Activity:
Every record below is to be reproduced exactly.

Listed records:

*** Block opens ***

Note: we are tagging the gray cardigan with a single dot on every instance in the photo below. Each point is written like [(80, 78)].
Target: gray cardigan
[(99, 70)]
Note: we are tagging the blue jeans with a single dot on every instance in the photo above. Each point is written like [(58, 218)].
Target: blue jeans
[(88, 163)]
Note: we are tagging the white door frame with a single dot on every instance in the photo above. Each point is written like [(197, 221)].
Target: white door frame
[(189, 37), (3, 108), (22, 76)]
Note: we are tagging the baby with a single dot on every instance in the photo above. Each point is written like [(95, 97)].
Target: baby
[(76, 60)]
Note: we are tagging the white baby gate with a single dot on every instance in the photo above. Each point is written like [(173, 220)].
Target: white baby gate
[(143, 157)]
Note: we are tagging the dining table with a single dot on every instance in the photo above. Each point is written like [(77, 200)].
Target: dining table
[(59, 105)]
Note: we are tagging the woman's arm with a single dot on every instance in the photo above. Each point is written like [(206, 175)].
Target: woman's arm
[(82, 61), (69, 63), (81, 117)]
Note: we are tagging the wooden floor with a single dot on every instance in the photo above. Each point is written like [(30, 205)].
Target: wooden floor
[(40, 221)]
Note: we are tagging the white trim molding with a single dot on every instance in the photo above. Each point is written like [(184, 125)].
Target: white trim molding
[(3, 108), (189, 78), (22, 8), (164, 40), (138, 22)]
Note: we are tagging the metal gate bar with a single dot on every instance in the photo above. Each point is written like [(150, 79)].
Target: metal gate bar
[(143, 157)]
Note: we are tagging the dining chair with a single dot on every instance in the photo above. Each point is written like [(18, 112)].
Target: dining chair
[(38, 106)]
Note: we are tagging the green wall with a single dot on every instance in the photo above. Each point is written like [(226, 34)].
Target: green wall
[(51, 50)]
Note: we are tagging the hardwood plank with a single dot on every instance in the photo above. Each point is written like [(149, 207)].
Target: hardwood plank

*** Block closes ***

Task result:
Note: we are tagging the gray cardigan with a single dot on every instance in the photo below. Each point is written like [(80, 78)].
Target: gray cardigan
[(99, 70)]
Note: we are tagging the blue jeans with a single dot on every instance in the photo above. Each point is written like [(58, 218)].
Target: blue jeans
[(88, 163)]
Note: we are tagging the white door frame with a single dot on every instance in the photo above. Each point is written like [(197, 221)].
Target: white door frame
[(189, 37), (3, 108), (22, 76)]
Note: we are tagging the baby with a single dot on every instance in the photo above. Each point is written like [(95, 97)].
Target: baby
[(76, 60)]
Note: we are tagging the white baby gate with a single dot on every instance in the photo above. Each point is written like [(173, 220)].
Target: white baby gate
[(143, 157)]
Note: we are tagging the dining table with a single dot on every instance in the photo above. Each point is written like [(77, 200)].
Target: dining table
[(59, 105)]
Note: we are tagging the woman's arm with a single dot on every instance in the photo above. Each point is written like [(206, 175)].
Target: woman's arm
[(82, 61), (69, 63), (81, 117)]
Note: we are tagging the wooden floor with a single dot on every instance in the photo above. Each point is written like [(30, 205)].
Target: wooden floor
[(40, 221)]
Note: we are tagging the white trim molding with a single dot on every instance in the photo above. Each point is written like [(184, 125)].
Target: white trim molding
[(3, 108), (189, 78), (22, 8), (164, 40), (138, 22)]
Note: we are tagging the metal gate bar with a single dot on every instance in the photo above. Each point is written like [(150, 79)].
Target: metal gate bar
[(143, 157)]
Note: we are tagging the dining chair with a single dot on every instance in the photo above. Each point is written like [(18, 112)].
Target: dining chair
[(38, 106)]
Note: we are tagging the green wall with a single dot on every instance in the photo above. Each point is written like [(226, 34)].
Target: green wall
[(51, 50)]
Note: we are tagging the hardwood plank with a single dot on every instance in the photo above. Each point is written like [(149, 207)].
Target: hardwood plank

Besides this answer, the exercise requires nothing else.